§ **To be done**:
Images must not appear in your copy; reproduce every other part of the records exactly.

§ **Dataset records**:
○ ○ ○ ○ ○ ○ ○

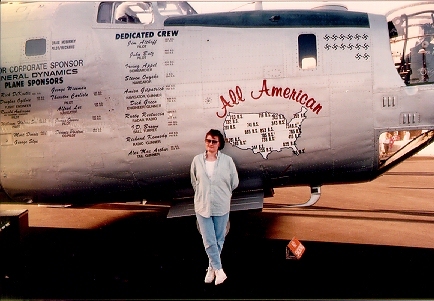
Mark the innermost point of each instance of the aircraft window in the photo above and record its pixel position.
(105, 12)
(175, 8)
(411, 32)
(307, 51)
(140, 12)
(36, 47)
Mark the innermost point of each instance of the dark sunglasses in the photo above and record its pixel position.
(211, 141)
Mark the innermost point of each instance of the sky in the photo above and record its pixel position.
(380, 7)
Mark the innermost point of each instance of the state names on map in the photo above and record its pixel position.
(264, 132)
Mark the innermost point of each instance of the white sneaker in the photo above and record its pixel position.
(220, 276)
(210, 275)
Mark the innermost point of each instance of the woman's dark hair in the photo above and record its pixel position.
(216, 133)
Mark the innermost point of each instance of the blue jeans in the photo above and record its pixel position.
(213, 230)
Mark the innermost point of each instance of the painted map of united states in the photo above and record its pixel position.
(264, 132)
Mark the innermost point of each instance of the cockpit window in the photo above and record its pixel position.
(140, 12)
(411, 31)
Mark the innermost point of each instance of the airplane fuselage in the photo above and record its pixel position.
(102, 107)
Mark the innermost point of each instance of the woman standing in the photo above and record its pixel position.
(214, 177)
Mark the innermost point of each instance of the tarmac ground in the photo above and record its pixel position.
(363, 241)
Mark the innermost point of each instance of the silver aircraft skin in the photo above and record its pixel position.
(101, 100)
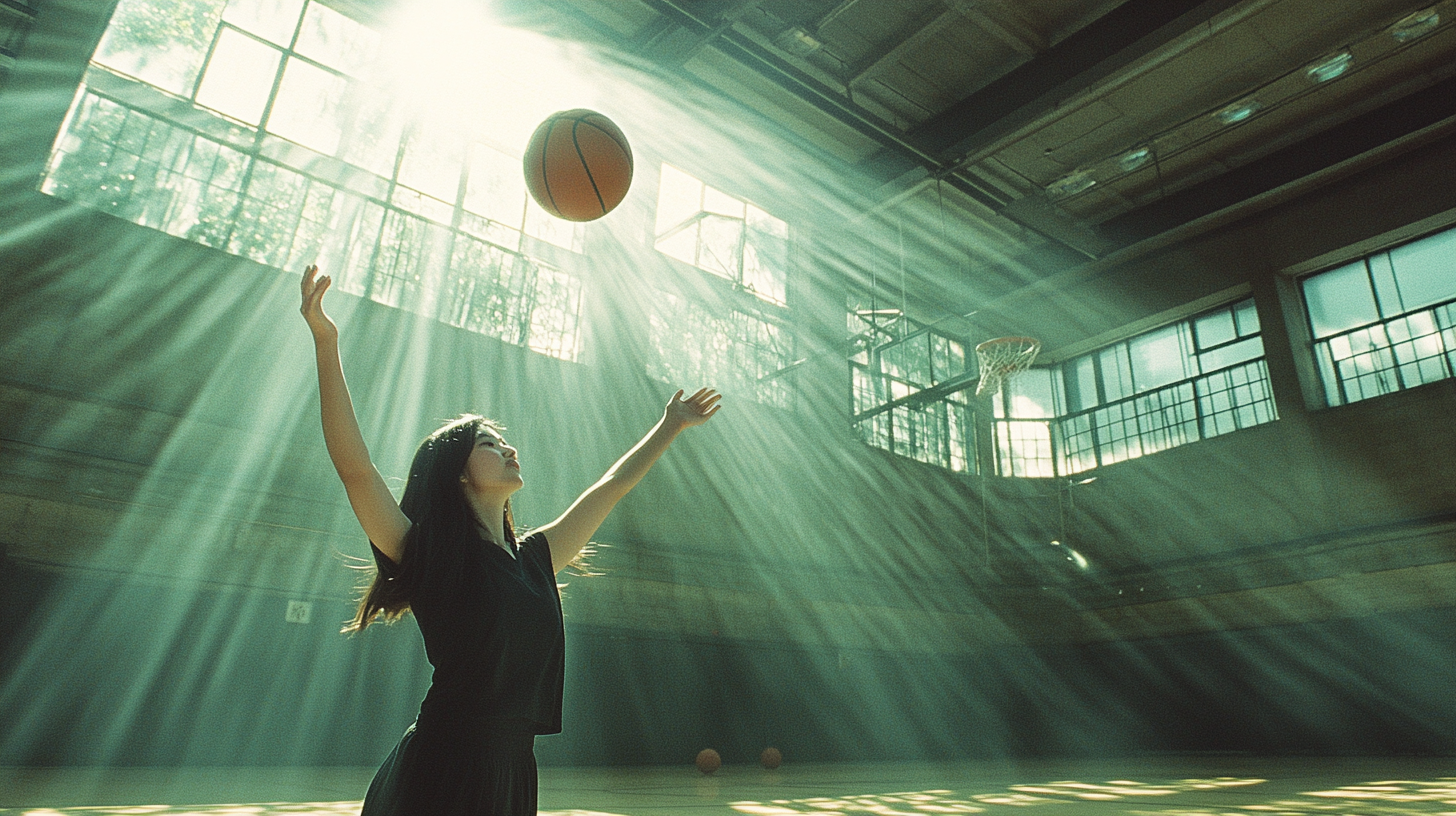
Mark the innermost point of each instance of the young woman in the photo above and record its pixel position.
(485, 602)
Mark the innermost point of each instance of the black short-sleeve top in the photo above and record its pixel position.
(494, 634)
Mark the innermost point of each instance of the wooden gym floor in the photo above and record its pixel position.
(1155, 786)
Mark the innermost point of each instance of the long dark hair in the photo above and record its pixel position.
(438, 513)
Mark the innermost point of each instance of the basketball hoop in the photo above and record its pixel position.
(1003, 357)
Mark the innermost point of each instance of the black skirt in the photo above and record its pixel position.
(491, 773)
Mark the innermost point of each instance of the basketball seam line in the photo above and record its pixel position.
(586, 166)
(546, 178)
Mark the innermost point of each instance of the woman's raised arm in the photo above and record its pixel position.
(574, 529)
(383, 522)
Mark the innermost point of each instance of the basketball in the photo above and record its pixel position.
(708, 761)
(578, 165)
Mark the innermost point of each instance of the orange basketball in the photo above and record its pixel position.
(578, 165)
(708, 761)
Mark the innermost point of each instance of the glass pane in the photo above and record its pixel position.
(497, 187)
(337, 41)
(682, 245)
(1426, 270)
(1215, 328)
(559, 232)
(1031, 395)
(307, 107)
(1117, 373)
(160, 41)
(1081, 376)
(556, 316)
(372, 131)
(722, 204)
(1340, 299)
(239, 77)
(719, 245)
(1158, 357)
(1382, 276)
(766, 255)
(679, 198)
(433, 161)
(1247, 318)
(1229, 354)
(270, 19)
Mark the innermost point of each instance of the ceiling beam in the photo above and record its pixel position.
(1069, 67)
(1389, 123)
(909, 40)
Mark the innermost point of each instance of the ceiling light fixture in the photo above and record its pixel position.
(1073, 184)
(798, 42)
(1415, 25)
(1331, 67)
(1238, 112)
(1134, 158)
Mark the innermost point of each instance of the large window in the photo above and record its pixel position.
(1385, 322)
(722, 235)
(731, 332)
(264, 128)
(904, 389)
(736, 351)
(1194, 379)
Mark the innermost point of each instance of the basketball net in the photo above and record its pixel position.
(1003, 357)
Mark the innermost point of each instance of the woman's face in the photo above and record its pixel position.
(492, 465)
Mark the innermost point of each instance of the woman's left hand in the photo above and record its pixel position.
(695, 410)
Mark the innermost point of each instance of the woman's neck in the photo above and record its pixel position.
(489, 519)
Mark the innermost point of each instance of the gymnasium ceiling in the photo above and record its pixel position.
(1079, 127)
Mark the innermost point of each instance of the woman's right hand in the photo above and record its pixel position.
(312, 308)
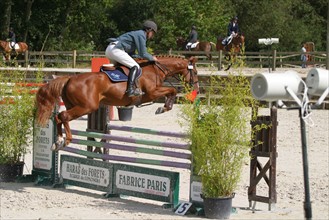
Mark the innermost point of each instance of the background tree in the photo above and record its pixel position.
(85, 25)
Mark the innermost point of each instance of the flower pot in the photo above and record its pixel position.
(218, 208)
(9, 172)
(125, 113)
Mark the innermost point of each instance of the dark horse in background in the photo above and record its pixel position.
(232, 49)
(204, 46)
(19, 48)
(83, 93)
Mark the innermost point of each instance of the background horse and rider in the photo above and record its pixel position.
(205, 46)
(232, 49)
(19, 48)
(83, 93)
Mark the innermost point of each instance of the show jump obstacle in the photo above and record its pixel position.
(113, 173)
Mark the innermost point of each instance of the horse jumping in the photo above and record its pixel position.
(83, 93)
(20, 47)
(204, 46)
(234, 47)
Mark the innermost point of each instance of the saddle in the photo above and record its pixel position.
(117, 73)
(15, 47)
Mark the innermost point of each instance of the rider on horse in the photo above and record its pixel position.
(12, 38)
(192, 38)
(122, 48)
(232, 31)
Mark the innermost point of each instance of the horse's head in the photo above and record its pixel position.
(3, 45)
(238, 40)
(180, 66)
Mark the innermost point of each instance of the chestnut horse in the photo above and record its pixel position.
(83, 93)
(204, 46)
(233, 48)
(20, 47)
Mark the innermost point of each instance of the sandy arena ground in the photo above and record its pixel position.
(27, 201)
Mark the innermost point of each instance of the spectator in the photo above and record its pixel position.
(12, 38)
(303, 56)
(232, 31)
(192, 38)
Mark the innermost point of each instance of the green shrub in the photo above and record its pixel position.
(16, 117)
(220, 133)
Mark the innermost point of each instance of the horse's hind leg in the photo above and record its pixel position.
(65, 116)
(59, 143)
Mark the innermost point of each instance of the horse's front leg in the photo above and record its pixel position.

○ ○ ○ ○ ○ ○ ○

§ **Exercise solution**:
Mark the innermost point of each instance of the aircraft window in the photo above and record its pixel position.
(105, 12)
(175, 8)
(411, 32)
(307, 51)
(140, 12)
(36, 47)
Mark the innermost point of each instance of the dark sunglasses in the photo above and record its pixel position.
(211, 141)
Mark the innermost point of each instance of the sky in the photo above and record its pixel position.
(380, 7)
Mark the innermost point of each instance of the state names on map in the photo above and record its pixel position.
(264, 132)
Mark the innermost point of each instance of the white sneaker in the photo above and record its pixel position.
(220, 276)
(210, 275)
Mark the innermost point of each instance of the woman's dark hair in the photo above and record its pixel position.
(216, 133)
Mark the innermost point of each instance of the blue jeans in the photo above and record its pixel position.
(213, 230)
Mark the innermost point of each instance of the painted map of united states in the photo above and record its pixel position.
(264, 132)
Mark the innermost point of each instance of the cockpit window in the photo above and record its pixel position.
(140, 12)
(411, 31)
Mark the innermost point of each instance of the airplane fuselage in the photo above and record its pixel position.
(102, 107)
Mark the innermost point of each instance of the woman standing in the photo above and record its pixel position.
(214, 177)
Mark the innermost point of each instance of the tarmac ground in the photo above and record its pixel position.
(363, 241)
Mark the innermost point of each instance of the silver aircraft skin in the photo above and record its pixel position.
(101, 100)
Mark the innermost point of each instance of the young woman in the photo above and record its pixel position.
(485, 602)
Mark the innermost point of each instance of the black short-sleeve top in the photo above and record its pixel position.
(494, 634)
Mark the innermost point of each instance of the wooden gym floor in the photo above and record its pixel position.
(1155, 786)
Mark the innermost point of each instance of the long dark hair in the photo above and record its pixel position.
(438, 513)
Mark the innermost point of each instance of the basketball hoop in the photo above and record its pixel position.
(1003, 357)
Mark the innermost point of each instance of the black skirt in the photo above and record its pixel position.
(491, 773)
Mark the innermost point of each instance of the basketball seam line in the photo above and record its pixel position.
(586, 166)
(546, 178)
Mark the innermost point of each instance of the woman's raised arm in the photo above and record its pixel position.
(574, 529)
(383, 522)
Mark the innermost point of each instance of the basketball in the photo above and record its pixel position.
(708, 761)
(578, 165)
Mark the innermost point of each instance of the orange basketball in the photo above and record its pixel position.
(578, 165)
(708, 761)
Mark the innermost point of each instance of the glass pane in the photo above and record its pixel position.
(497, 187)
(337, 41)
(682, 245)
(1426, 270)
(1215, 328)
(559, 232)
(1031, 395)
(307, 107)
(1117, 373)
(160, 41)
(1081, 376)
(556, 316)
(372, 131)
(722, 204)
(1340, 299)
(239, 77)
(719, 245)
(1158, 357)
(1382, 276)
(766, 255)
(679, 198)
(433, 161)
(1247, 318)
(1229, 354)
(270, 19)
Mark the innermost point of each instance of the ceiling beam in the photo above and record its pixel position.
(1069, 67)
(1389, 123)
(909, 40)
Mark the innermost point of each instance of the ceiling light fixture in the photo above and record its pixel position.
(1073, 184)
(798, 42)
(1415, 25)
(1331, 67)
(1238, 112)
(1134, 158)
Mark the innermost point of each instance of the large window in the photo above and record its pixel position.
(1385, 322)
(722, 235)
(731, 332)
(264, 128)
(904, 389)
(736, 351)
(1194, 379)
Mark the innermost point of each instance of the basketball net in the photo above and record its pixel position.
(1003, 357)
Mark the innermost point of each instance of the woman's face in the photo above and record its pixel position.
(492, 465)
Mark the innermost point of each instance of the woman's left hand in the photo above and record its pixel position.
(695, 410)
Mark the innermost point of each instance of the woman's neck in the photo above and record its pixel position.
(489, 519)
Mark the innermost point of each instance of the gymnasium ceiling in the photo above and record its pixel position.
(1079, 127)
Mark the innermost point of each instance of the woman's right hand in the photo above and record its pixel position.
(312, 308)
Mark the innermost point of each instance of the background tree in the photo above and record its pixel position.
(85, 25)
Mark the innermost point of each instance of the flower pot in the photo above and record its pixel position.
(218, 208)
(9, 172)
(125, 113)
Mark the innermost point of each instance of the dark horse in background in the photo above and record its pixel position.
(232, 49)
(204, 46)
(19, 48)
(83, 93)
Mark the innermost point of each instance of the background horse and rider in the photo above and record its pixel position.
(205, 46)
(232, 49)
(19, 48)
(83, 93)
Mark the innermost point of each instance of the show jump obstacle in the photo above and record its pixel position.
(113, 173)
Mark the innermost point of each instance of the horse jumping in the photo above and record its pixel position.
(83, 93)
(20, 47)
(204, 46)
(234, 47)
Mark the innermost point of each instance of the saddle in the photo above and record its pixel position.
(117, 73)
(15, 47)
Mark the innermost point of each instance of the rider on horse in the photo above and record its pixel position.
(12, 38)
(192, 38)
(122, 48)
(232, 31)
Mark the innermost point of each instance of the horse's head in the photo above and record its pixel position.
(3, 45)
(238, 40)
(180, 66)
Mark the innermost point of each instance of the chestnut horse in the photo above and record its pixel position.
(83, 93)
(204, 46)
(233, 48)
(20, 47)
Mark the innermost point of each instance of the sandy arena ground in the photo above and record its pixel position.
(27, 201)
Mark the innermost point of each instance of the spectator in the photo above and record its pixel position.
(12, 38)
(303, 56)
(232, 31)
(192, 38)
Mark the innermost point of each instance of the green shrub in the photo above and record its pixel position.
(16, 117)
(220, 133)
Mark the innermost point of each instance of the horse's hind leg in the photo above and record its pixel position.
(65, 116)
(59, 143)
Mark the innermost point of each instance of the horse's front leg in the photo above and record its pixel position.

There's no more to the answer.